Task brief:
Please repeat, from the entries that follow, the lines from the one containing "windshield in the picture above." through the one containing "Prompt: place one marker on each instance of the spectator" exactly, adding nothing.

Records from a data collection
• • • •

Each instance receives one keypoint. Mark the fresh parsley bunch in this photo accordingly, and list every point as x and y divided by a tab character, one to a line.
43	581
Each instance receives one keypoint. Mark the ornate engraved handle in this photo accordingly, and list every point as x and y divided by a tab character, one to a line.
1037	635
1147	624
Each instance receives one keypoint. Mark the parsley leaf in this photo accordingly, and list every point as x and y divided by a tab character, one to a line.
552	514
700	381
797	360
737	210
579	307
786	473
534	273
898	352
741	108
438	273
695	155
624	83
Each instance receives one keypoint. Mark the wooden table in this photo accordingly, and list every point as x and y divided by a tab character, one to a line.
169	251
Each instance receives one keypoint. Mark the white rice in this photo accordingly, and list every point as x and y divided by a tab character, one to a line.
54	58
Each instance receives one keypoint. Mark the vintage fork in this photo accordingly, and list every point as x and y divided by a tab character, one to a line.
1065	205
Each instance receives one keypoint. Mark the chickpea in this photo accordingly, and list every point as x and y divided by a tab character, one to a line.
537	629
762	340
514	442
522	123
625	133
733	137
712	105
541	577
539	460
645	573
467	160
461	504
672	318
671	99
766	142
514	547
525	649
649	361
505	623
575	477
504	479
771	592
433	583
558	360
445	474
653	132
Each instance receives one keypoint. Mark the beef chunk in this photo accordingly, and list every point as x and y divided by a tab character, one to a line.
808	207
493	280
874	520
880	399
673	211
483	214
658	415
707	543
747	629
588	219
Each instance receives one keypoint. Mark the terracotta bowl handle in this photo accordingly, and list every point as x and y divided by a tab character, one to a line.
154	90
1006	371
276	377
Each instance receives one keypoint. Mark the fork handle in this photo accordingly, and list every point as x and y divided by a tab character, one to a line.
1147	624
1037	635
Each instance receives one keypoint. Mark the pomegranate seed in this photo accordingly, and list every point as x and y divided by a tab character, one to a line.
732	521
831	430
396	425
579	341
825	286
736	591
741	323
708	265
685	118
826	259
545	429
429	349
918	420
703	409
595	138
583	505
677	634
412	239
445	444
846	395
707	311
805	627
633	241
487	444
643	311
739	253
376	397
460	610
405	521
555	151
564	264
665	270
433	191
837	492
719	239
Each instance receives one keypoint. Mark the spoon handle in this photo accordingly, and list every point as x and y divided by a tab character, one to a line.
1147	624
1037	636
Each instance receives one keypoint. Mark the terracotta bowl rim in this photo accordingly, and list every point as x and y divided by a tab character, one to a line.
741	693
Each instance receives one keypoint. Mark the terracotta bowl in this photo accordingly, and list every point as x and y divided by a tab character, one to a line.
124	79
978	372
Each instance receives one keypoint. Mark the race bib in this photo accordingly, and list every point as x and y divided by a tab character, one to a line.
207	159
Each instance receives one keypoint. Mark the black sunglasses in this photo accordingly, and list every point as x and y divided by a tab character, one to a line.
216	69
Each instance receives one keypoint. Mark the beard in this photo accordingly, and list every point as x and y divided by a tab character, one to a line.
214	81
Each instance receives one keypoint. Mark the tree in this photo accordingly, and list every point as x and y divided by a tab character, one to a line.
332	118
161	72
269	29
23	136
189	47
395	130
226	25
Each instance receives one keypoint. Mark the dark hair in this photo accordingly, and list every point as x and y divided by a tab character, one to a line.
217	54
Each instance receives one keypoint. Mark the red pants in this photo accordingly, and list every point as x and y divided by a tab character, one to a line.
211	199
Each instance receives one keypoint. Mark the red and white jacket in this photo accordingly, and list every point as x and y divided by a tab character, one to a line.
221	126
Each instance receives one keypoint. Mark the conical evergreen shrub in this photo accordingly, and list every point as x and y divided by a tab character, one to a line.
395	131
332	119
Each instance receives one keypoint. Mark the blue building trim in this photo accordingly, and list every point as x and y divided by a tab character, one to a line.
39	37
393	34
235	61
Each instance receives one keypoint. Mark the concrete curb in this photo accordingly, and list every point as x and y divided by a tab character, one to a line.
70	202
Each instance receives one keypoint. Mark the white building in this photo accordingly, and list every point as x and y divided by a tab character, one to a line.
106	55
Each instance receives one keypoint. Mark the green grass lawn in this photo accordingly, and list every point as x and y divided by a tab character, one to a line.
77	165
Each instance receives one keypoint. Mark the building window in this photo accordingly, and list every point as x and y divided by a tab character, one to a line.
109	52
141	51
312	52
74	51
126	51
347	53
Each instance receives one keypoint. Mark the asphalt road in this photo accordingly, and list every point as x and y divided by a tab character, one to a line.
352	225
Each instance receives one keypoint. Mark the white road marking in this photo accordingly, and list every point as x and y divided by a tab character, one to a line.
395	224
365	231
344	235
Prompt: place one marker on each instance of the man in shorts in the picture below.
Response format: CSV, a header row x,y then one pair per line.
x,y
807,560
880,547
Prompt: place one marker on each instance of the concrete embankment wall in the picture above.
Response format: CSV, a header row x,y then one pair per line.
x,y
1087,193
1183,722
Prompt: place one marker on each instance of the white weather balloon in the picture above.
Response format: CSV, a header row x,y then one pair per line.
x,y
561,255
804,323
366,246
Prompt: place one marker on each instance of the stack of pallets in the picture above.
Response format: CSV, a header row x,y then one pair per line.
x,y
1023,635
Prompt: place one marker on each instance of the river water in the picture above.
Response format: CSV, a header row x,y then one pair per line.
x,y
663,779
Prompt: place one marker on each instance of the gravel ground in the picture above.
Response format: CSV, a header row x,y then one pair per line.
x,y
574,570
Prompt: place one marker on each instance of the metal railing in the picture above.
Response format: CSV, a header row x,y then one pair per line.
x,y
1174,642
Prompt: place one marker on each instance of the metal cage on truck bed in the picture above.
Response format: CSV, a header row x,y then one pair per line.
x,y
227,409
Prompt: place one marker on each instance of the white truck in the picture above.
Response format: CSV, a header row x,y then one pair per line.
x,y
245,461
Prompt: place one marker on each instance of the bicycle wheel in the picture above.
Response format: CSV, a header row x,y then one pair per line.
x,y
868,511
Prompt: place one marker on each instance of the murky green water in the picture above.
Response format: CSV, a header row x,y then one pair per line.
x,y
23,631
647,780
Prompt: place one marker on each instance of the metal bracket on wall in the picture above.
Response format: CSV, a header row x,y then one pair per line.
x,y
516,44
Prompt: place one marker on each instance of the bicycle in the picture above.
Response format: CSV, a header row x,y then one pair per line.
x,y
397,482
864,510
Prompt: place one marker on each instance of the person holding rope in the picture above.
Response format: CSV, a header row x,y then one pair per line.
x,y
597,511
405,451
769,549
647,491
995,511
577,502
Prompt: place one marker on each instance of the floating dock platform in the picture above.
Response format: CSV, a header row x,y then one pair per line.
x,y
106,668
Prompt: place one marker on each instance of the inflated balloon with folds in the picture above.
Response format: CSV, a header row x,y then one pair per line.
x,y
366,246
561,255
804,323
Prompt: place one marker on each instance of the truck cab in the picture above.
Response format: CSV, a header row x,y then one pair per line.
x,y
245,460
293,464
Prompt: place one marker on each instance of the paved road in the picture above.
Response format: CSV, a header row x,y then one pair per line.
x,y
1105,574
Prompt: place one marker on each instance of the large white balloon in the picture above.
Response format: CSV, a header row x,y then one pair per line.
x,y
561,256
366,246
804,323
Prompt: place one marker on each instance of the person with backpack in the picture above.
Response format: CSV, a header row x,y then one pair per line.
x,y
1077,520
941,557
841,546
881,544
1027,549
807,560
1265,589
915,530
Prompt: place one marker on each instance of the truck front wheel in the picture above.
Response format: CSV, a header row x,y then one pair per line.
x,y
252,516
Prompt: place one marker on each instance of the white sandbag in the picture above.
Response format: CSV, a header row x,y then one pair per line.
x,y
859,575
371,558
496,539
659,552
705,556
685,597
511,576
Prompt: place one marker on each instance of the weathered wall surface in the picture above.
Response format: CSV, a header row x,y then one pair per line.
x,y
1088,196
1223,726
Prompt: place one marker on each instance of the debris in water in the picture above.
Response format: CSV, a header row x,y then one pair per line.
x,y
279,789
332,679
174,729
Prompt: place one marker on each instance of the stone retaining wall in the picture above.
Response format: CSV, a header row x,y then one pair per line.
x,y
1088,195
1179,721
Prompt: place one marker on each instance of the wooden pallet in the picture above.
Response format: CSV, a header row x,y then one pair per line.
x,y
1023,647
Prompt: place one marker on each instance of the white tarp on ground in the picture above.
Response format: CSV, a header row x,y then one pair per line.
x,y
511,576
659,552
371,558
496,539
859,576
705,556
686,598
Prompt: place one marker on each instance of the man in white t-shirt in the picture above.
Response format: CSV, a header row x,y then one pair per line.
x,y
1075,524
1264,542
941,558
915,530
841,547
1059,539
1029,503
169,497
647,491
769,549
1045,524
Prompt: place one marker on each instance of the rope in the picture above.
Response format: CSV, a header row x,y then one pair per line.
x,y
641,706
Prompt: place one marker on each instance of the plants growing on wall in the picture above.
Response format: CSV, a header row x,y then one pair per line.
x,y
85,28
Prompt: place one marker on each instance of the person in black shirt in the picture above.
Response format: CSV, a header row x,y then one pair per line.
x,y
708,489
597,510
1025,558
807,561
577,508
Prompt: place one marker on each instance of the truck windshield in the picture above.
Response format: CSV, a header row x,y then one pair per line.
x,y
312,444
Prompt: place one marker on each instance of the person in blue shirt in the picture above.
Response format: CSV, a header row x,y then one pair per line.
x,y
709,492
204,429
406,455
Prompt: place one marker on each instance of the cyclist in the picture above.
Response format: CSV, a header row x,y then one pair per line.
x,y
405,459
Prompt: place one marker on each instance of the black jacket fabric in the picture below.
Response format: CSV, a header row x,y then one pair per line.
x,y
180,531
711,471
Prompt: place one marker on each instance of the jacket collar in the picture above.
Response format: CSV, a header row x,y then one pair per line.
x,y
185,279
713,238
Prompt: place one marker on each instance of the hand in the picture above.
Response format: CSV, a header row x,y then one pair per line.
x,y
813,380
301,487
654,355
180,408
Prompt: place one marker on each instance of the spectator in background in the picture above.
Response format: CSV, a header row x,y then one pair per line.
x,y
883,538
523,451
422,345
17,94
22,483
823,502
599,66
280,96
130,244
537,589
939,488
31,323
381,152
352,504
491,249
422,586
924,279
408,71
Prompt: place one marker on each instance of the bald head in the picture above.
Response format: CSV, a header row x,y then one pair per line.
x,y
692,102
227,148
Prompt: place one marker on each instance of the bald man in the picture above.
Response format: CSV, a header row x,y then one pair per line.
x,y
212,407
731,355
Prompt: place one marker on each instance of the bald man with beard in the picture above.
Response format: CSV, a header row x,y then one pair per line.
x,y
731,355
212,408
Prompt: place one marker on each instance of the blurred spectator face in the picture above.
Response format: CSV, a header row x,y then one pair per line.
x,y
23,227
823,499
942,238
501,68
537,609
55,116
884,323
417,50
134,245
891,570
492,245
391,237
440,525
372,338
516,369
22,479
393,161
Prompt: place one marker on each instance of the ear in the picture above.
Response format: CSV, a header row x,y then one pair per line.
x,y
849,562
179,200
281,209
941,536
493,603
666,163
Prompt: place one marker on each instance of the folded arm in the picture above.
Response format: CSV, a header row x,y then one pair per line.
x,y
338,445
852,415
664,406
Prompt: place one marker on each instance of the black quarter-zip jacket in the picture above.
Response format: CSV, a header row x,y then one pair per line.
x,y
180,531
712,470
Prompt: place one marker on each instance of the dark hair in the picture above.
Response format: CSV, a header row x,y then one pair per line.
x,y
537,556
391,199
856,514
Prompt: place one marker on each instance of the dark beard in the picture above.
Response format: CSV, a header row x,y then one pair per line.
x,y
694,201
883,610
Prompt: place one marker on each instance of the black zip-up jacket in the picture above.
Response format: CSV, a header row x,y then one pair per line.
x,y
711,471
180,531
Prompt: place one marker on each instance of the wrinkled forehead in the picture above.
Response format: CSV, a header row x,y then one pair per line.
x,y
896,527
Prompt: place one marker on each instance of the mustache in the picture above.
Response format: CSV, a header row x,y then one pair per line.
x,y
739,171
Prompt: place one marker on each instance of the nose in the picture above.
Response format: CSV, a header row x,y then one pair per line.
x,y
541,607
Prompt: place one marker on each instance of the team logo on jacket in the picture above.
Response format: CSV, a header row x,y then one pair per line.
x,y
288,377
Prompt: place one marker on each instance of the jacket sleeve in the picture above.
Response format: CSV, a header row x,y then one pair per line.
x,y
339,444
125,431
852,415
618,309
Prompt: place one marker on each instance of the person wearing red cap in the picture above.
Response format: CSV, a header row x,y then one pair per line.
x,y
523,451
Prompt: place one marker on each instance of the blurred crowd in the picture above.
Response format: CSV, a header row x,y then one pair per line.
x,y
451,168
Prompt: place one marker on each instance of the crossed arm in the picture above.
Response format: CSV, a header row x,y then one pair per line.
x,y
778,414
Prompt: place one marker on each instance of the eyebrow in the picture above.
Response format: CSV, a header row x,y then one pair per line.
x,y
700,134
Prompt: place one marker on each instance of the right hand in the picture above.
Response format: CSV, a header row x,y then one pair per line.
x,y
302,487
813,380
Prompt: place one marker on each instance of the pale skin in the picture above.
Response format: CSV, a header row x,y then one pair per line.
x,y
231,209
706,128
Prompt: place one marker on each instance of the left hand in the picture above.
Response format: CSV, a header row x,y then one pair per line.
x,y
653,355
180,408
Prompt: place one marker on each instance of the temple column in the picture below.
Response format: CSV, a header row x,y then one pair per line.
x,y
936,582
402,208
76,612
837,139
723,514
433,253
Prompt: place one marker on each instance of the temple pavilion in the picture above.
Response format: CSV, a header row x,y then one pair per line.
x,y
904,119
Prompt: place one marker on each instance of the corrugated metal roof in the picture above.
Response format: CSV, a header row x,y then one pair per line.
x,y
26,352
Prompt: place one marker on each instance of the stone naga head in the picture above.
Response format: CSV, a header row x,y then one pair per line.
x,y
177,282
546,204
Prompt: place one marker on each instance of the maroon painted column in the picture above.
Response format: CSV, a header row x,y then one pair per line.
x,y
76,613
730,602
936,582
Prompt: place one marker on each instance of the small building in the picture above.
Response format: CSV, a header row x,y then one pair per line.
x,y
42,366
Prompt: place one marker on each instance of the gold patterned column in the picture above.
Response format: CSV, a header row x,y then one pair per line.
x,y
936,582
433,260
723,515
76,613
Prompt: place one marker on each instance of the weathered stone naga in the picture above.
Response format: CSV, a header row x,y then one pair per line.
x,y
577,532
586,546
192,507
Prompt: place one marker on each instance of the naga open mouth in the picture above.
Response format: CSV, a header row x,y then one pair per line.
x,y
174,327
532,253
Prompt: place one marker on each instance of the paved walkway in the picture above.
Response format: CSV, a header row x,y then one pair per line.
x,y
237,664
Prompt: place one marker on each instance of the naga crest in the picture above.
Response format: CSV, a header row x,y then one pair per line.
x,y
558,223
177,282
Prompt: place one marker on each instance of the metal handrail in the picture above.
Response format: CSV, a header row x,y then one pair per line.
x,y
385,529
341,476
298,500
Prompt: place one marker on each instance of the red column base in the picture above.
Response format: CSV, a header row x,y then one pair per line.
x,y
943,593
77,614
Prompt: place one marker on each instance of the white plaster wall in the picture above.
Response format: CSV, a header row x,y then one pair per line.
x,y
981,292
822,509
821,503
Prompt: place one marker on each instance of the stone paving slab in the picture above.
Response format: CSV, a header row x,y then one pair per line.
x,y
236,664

• • • •

Output for this exercise:
Prompt: place one marker on each instance of the truck windshield in the picture above.
Response format: CSV, a header row x,y then one pair per line.
x,y
312,444
Prompt: place one marker on each instance of the person in blue shirt in the picture above.
Response format: CSV, a header row x,y then one pair per line.
x,y
709,492
204,429
406,455
Prompt: place one marker on each instance of the cyclist in the picture above.
Response format: CSV, a header row x,y then one pair per line.
x,y
405,459
Prompt: place one marker on each instance of the black jacket fabric in the picture below.
Response format: CSV, a header row x,y then one pair per line.
x,y
180,531
711,471
Prompt: place one marker on each instance of the jacket collar in the picture above.
Response format: CSV, a header row x,y then one pair per line.
x,y
185,279
713,238
Prompt: place one marker on each instance of the hand in the picture above.
Response format: CSV, a header row x,y then one pair per line.
x,y
813,380
301,487
654,355
180,408
Prompt: place one marker on each instance of the spectator in background in the picture above.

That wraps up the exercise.